=== Page excerpt ===

WASHINGTON — Like a general whose direct attacks aren’t working, scientists are now trying to outflank the HIV/AIDS virus.
Unsuccessful at developing vaccines that the cause the body’s natural immune system to battle the virus, researchers are testing inserting a gene into the muscle that can cause it to produce protective antibodies against HIV.
The new method worked in mice and now has proved successful in monkeys, too, they reported Sunday in the online edition of the journal Nature Medicine.
The team is led by Dr. Philip Johnson of the Children’s Hospital of Philadelphia.
That doesn’t mean an AIDS vaccine for people is in the wings, Johnson said. Years of work may lie ahead before a product is ready for human use.
Nevertheless, the report was welcomed by Dr. Beatrice Hahn, an AIDS researcher the University of Alabama at Birmingham, who was not part of Johnson’s team. “It basically shows there is light at the end of the tunnel,” she said in a telephone interview?

=== Record extracts ===

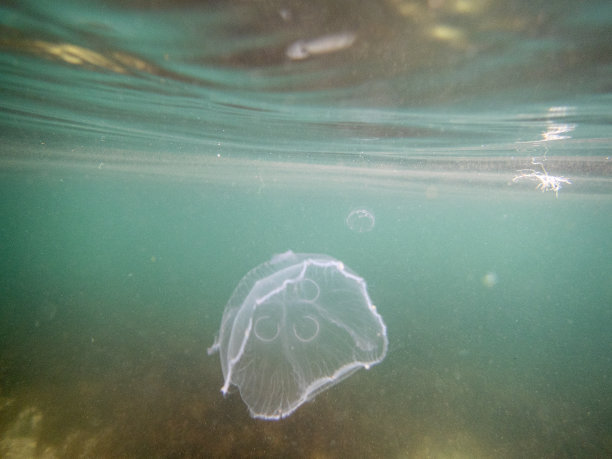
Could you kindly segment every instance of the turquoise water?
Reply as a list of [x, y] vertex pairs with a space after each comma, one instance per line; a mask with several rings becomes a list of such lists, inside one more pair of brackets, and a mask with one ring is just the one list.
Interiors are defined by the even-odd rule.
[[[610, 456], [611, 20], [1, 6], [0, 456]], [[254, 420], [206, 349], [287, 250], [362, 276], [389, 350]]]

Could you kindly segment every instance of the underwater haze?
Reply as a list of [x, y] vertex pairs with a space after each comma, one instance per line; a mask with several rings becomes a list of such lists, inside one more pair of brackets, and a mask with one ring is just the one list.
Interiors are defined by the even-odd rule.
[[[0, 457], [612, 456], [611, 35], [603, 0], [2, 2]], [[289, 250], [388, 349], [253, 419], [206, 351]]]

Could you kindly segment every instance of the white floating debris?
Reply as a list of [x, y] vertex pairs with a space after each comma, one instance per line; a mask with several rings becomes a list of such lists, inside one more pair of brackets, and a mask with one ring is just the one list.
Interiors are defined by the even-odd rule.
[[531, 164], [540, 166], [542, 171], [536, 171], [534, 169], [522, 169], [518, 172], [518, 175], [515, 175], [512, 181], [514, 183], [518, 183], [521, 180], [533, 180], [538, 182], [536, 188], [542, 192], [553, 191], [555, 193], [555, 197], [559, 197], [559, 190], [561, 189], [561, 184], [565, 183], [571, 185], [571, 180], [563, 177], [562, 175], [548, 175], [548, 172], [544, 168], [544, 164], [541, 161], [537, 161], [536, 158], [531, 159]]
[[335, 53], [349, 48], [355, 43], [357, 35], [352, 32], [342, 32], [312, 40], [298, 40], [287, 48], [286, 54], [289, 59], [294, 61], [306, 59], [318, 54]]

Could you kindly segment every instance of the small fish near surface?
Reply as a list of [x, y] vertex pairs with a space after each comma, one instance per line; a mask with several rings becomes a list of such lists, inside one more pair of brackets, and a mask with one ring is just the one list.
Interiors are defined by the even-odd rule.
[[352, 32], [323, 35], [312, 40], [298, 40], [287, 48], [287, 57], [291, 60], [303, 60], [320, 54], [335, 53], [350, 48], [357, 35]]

===
=== Record extracts ===

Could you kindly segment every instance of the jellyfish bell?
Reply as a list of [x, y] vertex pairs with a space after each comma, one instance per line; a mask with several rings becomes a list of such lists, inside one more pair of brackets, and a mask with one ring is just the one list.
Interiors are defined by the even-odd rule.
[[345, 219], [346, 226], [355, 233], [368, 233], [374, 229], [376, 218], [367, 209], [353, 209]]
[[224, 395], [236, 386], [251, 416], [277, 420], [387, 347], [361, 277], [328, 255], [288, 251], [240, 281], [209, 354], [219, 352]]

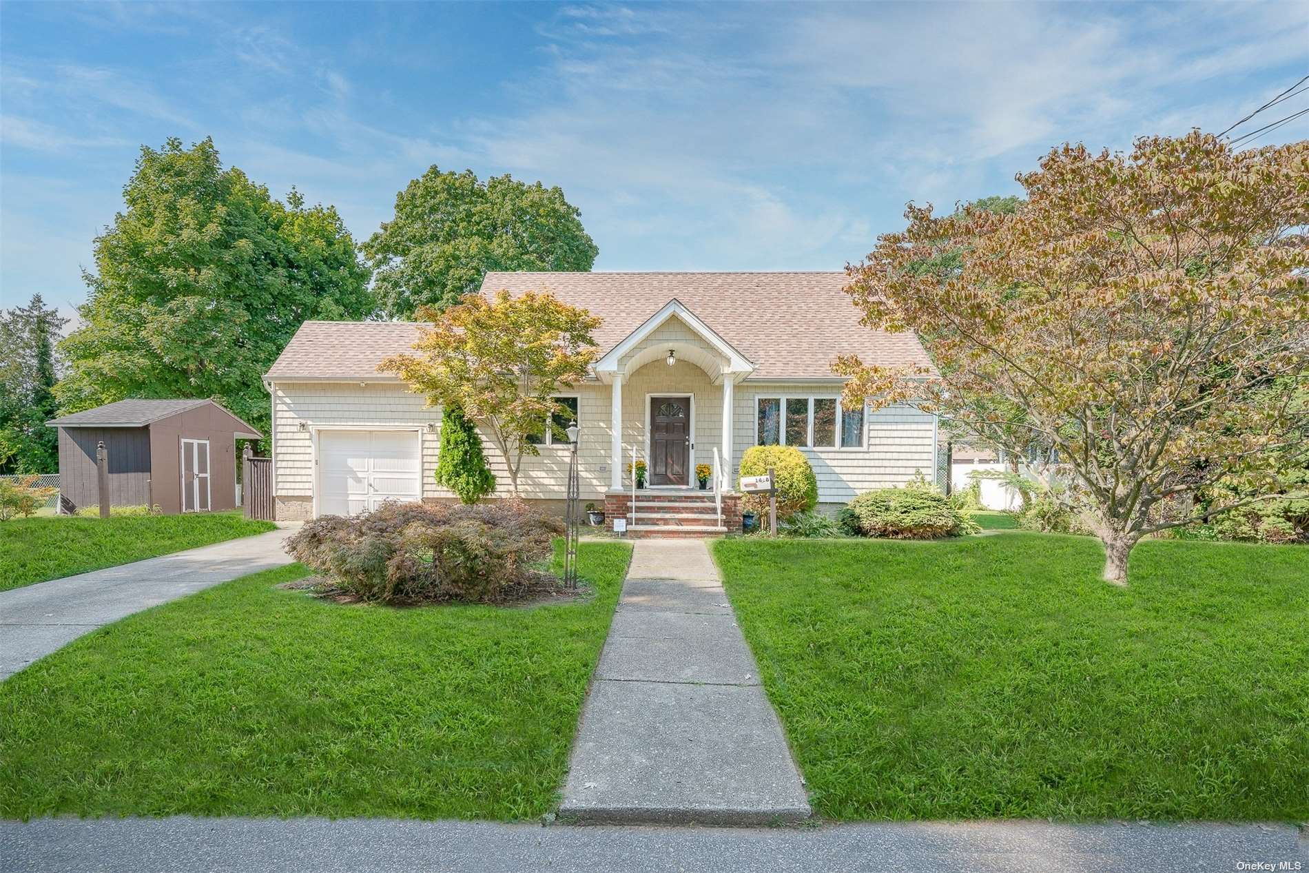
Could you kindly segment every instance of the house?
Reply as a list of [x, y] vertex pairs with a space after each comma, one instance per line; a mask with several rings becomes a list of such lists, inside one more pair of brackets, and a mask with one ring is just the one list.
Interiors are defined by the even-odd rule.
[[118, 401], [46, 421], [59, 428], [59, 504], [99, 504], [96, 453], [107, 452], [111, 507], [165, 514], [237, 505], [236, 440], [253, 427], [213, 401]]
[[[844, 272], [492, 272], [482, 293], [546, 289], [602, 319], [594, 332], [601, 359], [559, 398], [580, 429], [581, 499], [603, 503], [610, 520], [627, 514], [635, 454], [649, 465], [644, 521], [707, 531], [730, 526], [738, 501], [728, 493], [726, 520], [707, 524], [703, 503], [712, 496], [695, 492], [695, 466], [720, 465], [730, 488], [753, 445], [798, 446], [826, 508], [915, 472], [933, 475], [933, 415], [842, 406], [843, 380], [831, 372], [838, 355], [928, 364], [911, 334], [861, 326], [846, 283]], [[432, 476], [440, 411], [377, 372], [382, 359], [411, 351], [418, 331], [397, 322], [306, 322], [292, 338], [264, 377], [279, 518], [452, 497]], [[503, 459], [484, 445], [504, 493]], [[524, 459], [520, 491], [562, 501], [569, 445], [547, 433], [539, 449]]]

===
=== Record extracts ===

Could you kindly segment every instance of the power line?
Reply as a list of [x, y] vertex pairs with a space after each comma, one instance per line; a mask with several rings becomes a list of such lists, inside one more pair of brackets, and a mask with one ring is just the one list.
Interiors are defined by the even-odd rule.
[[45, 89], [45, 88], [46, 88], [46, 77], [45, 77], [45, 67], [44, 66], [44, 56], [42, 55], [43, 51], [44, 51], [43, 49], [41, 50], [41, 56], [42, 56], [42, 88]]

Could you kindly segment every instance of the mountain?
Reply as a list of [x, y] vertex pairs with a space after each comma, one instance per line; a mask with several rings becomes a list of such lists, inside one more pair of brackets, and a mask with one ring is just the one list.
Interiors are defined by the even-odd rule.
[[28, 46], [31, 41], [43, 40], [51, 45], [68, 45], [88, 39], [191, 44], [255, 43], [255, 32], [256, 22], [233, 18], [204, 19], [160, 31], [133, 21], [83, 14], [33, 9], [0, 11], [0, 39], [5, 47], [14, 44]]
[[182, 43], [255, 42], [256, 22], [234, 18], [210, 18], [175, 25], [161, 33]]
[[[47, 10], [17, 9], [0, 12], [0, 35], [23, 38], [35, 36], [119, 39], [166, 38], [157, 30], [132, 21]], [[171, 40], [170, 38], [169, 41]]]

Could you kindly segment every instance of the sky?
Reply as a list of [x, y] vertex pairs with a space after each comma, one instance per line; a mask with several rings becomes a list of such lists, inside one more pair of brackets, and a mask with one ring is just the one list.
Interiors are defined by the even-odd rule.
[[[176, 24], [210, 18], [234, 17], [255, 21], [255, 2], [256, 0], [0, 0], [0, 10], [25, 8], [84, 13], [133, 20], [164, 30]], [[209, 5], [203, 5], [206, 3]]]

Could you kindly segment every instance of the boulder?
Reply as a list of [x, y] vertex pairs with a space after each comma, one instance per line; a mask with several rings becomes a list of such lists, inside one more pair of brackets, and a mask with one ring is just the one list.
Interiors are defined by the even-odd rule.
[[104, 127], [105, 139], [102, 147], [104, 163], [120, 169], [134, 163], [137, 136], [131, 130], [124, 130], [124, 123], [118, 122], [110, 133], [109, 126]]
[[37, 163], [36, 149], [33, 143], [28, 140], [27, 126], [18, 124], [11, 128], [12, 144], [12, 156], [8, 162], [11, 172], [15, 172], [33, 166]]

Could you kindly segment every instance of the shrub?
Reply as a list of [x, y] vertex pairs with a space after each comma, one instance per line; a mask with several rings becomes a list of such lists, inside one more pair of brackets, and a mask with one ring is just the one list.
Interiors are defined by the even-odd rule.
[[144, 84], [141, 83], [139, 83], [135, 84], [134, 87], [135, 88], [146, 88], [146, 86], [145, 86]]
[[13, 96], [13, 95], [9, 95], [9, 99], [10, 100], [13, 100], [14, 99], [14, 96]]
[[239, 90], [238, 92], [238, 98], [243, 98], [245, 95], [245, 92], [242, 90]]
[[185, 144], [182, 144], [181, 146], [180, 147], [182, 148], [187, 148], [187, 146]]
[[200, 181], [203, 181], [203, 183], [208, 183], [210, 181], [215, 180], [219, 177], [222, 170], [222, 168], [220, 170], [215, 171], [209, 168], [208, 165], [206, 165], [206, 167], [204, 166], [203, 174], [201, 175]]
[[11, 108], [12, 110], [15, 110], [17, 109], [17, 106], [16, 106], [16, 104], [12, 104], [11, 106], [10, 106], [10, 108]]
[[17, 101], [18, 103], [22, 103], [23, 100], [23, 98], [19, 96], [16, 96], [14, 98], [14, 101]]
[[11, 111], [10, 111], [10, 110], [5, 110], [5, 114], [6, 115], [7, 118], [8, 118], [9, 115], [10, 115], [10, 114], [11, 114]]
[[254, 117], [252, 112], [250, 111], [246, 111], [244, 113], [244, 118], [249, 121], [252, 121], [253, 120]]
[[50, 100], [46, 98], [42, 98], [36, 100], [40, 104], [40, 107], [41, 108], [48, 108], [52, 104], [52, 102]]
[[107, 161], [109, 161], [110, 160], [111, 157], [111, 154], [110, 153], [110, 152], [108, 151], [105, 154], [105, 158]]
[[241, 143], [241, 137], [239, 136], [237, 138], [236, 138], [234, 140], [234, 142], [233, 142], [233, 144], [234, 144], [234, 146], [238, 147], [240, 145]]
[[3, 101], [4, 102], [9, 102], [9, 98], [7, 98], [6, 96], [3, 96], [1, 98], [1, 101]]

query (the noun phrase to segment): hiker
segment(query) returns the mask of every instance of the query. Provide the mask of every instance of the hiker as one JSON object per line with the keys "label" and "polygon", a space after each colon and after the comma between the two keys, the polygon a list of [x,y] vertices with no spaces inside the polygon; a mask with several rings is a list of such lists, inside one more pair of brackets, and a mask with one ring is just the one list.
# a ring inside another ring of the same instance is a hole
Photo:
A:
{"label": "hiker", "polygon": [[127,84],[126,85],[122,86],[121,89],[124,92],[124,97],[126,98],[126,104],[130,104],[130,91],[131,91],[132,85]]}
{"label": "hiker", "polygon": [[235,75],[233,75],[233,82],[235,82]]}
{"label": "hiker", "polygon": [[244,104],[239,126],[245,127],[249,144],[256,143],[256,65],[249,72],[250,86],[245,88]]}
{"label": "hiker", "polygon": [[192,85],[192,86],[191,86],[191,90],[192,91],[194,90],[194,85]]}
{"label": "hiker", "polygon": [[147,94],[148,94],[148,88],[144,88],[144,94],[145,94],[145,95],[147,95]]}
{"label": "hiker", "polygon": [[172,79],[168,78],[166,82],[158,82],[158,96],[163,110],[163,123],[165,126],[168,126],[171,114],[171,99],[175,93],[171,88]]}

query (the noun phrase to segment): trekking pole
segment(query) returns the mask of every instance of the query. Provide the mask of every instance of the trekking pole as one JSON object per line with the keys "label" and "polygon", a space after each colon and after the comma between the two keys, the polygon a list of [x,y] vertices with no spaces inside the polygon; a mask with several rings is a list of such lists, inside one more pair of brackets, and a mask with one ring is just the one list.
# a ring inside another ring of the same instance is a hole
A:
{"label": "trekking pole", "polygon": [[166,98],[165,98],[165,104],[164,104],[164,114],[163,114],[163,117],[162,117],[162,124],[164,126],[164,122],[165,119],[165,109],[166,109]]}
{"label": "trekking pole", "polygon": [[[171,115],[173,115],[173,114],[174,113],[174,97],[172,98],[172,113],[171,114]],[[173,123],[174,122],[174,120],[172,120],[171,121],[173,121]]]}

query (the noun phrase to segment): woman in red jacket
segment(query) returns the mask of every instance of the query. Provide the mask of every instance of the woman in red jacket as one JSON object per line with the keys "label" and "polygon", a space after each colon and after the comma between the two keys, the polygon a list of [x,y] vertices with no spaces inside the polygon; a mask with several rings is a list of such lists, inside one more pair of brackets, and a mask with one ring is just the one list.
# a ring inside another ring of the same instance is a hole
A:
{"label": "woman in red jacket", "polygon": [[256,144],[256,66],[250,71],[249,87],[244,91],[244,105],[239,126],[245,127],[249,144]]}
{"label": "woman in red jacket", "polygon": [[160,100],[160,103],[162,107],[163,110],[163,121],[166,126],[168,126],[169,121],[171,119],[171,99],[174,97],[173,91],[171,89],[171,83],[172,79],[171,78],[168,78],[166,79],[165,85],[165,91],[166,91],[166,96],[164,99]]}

===

In the HIV research report, repeat the stretch from "The team is" through "for human use.", substituting "Decades" for "Years". The data has no connection to the news report on HIV research.

The team is led by Dr. Philip Johnson of the Children’s Hospital of Philadelphia.
That doesn’t mean an AIDS vaccine for people is in the wings, Johnson said. Decades of work may lie ahead before a product is ready for human use.